[begin Document section]
How to Identify Spotted Lanternflies

Egg Masses: Fall Through Spring

Egg masses look like smears of gray, tan, or light brown putty. Each mass is about an inch long and may contain dozens of eggs.

Look for them on:

  • Tree trunks and branches
  • Fence posts, firewood, stone, and concrete
  • Outdoor furniture and patio items
  • Trailers, campers, and vehicle wheel wells

Egg masses blend into rough surfaces. Fresh masses look smoother and waxy; older ones may crack and resemble dried mud.

Nymphs: Spring Through Summer

Young nymphs are small, black, and covered in white spots. Later nymphs become red, black, and white. They crawl up trunks to feed, fall down, and climb again, which is why tree traps work best during the nymph stage.

Adults: Mid-Summer Through Fall

Adults are about an inch long. At rest, they have grayish wings with black spots and darker patterned wing tips. When they jump or fly, you may see red hind wings.

Should You Report Spotted Lanternflies?

If you are in a state or county where spotted lanternfly is not yet widespread, report it to your state agriculture department or local extension office. Most states want photos, location, and sighting date.

If you live in a heavily infested quarantine area, your state may not need every individual sighting. In that case, follow local guidance and focus on preventing spread:

  • Check vehicles before leaving infested areas.
  • Inspect trailers, campers, firewood, nursery stock, and outdoor equipment.
  • Do not move egg masses, live insects, or infested materials to new locations.
  • Follow quarantine rules if your business moves regulated items.

Step 1: Scrape and Destroy Egg Masses

Egg mass removal is one of the simplest winter and early spring controls. It will not eliminate a large regional population by itself, but every mass you destroy reduces spring hatch pressure.

To remove egg masses:

  1. Use a plastic card, putty knife, or scraper.
  2. Scrape the entire mass into a bag or container.
  3. Kill the eggs by crushing them or dropping them into rubbing alcohol or hand sanitizer.
  4. Seal the bag before placing it in the trash.

Do not just knock egg masses onto the ground. Some eggs may survive if they are not crushed or submerged. Focus on surfaces you can reach safely from the ground.

Step 2: Use Circle Traps on High-Activity Trees

Tree traps are most useful from spring through early fall, especially when nymphs crawl up trunks. The best homeowner option is usually a circle trap, which wraps around the trunk and funnels climbing lanternflies into a collection bag.

Circle traps are preferred over exposed sticky bands because they reduce the risk of catching non-target wildlife and beneficial insects.

Use traps on tree of heaven, maples, walnuts, and other trees where you repeatedly see lanternflies climbing the trunk.

Check traps often and empty them before the collection bag fills. If you use sticky bands instead, install a protective mesh guard over the adhesive and inspect it frequently.

Step 3: Manage Tree of Heaven

Tree of heaven is a preferred host, and many infestations build around it. Removing or treating this invasive tree can reduce pressure around a property.

Do not simply cut down tree of heaven and walk away. Cutting can trigger new shoots around the stump.

  • Identify tree of heaven correctly before taking action.
  • Use proper herbicide timing and technique for established trees.
  • Consider leaving one or two treated “trap trees” in large infestations if advised by a professional.
  • Hire a licensed arborist or vegetation management professional for large trees or property-line issues.
[end Document section]
Condense the paragraph of the spotted lanternfly guide that begins "Tree traps are most useful" into one sentence that keeps its main facts.
[begin Records]
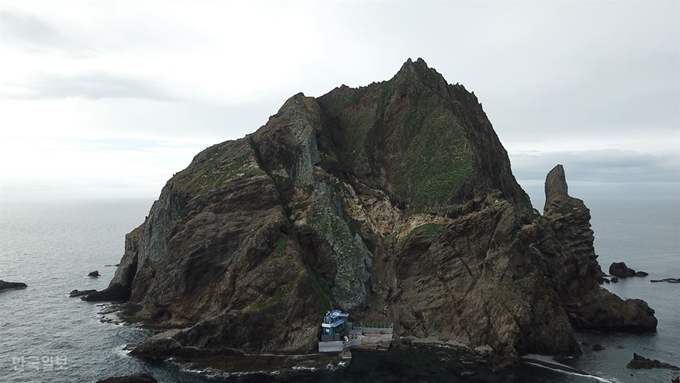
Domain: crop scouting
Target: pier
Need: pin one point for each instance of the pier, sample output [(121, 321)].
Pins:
[(338, 335)]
[end Records]
Task result —
Tree traps work best from spring through early fall, when nymphs climb trunks, and a circle trap, which wraps the trunk and funnels climbing lanternflies into a collection bag, is usually the best choice for homeowners.